__WORK ITEM__: Pull each line holding "police" out of the entries below.

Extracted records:
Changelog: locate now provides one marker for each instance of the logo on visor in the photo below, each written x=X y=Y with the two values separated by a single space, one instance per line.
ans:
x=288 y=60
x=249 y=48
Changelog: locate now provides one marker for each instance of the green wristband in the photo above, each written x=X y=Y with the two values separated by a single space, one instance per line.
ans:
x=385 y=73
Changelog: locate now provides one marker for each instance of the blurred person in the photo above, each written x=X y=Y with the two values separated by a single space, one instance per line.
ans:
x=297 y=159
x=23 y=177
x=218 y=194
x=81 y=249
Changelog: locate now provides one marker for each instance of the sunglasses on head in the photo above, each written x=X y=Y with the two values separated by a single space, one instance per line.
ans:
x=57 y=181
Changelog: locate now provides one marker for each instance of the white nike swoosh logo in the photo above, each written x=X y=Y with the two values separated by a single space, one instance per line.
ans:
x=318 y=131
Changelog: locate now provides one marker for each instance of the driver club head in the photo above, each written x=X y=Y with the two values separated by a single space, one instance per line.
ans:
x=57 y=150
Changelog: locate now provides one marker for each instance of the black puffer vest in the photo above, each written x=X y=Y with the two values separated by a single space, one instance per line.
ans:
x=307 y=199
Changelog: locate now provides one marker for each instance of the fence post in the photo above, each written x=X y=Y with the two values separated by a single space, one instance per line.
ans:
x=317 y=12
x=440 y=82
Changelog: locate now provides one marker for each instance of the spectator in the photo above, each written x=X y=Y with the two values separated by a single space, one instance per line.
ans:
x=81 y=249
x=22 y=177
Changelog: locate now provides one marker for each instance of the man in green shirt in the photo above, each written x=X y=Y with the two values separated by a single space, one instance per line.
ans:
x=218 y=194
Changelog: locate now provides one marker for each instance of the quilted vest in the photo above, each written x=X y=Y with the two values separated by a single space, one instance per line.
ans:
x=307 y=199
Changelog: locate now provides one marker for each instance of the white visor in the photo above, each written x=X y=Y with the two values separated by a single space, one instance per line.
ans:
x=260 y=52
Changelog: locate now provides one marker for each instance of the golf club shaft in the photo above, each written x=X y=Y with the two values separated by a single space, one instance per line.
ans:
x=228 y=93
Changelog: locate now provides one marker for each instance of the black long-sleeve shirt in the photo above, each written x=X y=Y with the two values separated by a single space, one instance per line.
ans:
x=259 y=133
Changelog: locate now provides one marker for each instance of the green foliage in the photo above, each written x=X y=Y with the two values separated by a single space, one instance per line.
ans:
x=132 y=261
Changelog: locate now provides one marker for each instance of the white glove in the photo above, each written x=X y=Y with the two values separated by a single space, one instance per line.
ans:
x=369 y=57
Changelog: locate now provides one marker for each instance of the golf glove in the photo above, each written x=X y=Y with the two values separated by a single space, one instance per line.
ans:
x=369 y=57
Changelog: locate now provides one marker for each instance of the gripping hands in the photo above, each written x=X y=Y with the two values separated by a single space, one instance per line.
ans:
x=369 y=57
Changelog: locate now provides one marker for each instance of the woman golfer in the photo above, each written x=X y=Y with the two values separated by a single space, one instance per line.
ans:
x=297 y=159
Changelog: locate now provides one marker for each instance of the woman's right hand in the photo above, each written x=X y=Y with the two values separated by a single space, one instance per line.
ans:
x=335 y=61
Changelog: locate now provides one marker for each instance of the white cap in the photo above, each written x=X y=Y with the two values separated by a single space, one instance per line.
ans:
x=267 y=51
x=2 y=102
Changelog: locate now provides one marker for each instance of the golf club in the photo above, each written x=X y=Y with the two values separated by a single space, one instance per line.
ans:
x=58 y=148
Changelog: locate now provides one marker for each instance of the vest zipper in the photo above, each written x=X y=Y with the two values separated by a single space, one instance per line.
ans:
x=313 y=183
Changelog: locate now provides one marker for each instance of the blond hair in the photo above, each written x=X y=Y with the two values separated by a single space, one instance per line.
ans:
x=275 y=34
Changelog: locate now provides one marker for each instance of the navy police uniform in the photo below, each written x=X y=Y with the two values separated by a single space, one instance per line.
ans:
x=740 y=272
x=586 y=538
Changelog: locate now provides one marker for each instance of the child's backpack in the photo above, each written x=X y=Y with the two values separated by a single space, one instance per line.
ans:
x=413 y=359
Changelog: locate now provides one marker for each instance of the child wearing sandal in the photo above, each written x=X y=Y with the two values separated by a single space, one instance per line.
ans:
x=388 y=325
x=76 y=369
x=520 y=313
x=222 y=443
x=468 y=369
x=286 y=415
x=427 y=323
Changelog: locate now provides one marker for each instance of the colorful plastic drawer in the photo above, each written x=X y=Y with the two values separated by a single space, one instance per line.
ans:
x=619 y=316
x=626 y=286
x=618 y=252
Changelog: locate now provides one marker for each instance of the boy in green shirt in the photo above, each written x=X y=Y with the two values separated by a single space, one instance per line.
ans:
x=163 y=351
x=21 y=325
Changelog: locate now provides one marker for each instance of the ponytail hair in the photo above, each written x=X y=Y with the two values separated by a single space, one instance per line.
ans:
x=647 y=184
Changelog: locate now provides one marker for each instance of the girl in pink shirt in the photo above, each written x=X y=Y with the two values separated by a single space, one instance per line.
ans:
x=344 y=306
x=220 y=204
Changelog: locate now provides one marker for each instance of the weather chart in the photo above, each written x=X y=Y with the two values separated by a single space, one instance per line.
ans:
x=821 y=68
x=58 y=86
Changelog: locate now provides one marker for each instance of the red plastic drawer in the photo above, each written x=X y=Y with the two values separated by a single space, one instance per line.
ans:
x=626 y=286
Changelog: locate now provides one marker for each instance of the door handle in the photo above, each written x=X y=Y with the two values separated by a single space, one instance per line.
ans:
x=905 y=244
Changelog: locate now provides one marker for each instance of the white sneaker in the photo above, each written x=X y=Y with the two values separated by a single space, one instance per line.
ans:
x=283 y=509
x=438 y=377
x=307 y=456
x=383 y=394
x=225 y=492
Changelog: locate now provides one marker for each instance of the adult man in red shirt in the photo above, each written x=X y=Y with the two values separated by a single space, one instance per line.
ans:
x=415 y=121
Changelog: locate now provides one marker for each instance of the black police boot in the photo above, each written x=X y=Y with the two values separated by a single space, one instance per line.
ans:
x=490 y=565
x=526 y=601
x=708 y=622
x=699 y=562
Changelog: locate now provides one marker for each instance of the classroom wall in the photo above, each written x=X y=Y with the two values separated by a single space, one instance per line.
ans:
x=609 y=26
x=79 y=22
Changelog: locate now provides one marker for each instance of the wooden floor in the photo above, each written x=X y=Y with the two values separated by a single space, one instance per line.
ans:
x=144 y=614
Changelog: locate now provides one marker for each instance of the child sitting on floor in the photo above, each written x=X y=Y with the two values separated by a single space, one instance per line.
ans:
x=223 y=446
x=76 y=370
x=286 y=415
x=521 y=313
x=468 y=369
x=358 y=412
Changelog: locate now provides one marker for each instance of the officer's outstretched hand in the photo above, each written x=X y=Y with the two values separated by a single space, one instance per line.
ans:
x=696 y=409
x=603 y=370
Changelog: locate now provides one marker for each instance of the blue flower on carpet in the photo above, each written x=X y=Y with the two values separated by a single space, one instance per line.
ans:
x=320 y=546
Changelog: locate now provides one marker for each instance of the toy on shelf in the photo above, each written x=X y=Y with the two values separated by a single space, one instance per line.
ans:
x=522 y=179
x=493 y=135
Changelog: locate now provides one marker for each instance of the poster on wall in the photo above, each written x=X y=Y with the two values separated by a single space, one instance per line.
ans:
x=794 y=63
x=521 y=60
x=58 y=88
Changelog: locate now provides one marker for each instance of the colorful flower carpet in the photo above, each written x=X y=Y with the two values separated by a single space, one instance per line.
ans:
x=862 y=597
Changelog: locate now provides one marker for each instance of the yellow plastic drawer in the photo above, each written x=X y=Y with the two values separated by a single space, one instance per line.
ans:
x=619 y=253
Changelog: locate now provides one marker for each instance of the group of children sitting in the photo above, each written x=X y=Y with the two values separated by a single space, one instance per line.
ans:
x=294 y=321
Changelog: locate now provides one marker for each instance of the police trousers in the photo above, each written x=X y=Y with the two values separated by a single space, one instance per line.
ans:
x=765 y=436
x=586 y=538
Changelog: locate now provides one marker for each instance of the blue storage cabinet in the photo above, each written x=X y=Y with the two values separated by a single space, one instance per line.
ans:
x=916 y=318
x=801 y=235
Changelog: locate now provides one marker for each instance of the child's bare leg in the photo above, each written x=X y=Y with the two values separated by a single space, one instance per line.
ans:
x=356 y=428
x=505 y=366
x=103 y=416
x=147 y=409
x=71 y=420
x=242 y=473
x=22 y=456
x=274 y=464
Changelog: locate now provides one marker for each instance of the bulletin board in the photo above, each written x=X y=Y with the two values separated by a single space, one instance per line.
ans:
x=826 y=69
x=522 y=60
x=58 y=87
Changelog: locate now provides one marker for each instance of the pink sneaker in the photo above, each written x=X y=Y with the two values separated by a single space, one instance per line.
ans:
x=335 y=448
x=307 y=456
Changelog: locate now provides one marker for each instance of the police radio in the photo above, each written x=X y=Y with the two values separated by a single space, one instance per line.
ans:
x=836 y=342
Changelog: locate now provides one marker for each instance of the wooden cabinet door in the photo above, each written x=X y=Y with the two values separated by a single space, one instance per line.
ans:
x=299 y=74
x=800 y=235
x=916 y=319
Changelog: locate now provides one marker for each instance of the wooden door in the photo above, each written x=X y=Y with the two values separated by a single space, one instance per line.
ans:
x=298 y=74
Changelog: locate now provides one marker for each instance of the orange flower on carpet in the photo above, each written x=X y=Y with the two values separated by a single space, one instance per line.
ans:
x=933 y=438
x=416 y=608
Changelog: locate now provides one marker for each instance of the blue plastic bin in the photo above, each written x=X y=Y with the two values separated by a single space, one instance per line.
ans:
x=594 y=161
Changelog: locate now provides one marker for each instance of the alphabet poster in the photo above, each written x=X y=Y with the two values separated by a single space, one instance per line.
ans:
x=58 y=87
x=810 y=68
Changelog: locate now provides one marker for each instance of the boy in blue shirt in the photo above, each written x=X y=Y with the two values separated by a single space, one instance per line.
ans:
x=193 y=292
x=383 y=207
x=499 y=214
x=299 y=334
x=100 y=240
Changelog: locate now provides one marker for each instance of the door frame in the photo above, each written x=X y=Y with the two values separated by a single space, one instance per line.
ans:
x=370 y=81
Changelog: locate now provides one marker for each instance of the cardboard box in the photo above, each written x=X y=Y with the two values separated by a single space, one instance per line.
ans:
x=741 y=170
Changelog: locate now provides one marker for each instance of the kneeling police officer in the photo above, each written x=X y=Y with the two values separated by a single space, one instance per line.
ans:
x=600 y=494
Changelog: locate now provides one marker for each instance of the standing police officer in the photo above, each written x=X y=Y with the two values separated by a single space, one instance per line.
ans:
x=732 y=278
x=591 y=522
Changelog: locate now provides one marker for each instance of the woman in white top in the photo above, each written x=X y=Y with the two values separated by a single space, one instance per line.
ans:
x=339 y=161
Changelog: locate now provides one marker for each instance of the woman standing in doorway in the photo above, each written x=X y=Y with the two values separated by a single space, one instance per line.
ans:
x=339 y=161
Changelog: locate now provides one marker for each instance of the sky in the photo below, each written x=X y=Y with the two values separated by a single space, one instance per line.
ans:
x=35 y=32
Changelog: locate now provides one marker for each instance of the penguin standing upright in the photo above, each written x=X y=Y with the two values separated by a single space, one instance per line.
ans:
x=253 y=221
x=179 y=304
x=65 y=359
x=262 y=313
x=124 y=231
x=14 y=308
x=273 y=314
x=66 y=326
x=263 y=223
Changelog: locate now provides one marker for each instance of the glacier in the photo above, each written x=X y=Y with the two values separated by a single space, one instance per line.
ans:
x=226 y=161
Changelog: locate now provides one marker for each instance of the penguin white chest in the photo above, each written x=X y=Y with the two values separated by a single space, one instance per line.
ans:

__SOLUTION BELOW__:
Changelog: locate now provides one marker for each instance of the navy police uniform in the photo below, each written x=X y=Y with the two values separated by a single space, one instance per line.
Changelog: locate now provides one marker for each instance of the black police boot in the photo above, each written x=X y=Y with the two values separated by a single space, one instance per line.
Changelog: locate now provides one marker for each instance of the police trousers in the photo above, each written x=X y=Y with the two values separated by a single space, one instance per line.
Changelog: locate now provides one marker for each instance of the police radio in the photo above, each written x=X y=Y with the two values separated by a single space, one instance per line.
Changelog: locate now provides one marker for each instance of the kneeling police officer in the photo above, each written x=X y=Y with the two values separated by a single space, one instance per line.
Changelog: locate now provides one marker for each instance of the standing police officer in the photo above, each written x=X y=Y with the two values separated by a single space, one instance per line.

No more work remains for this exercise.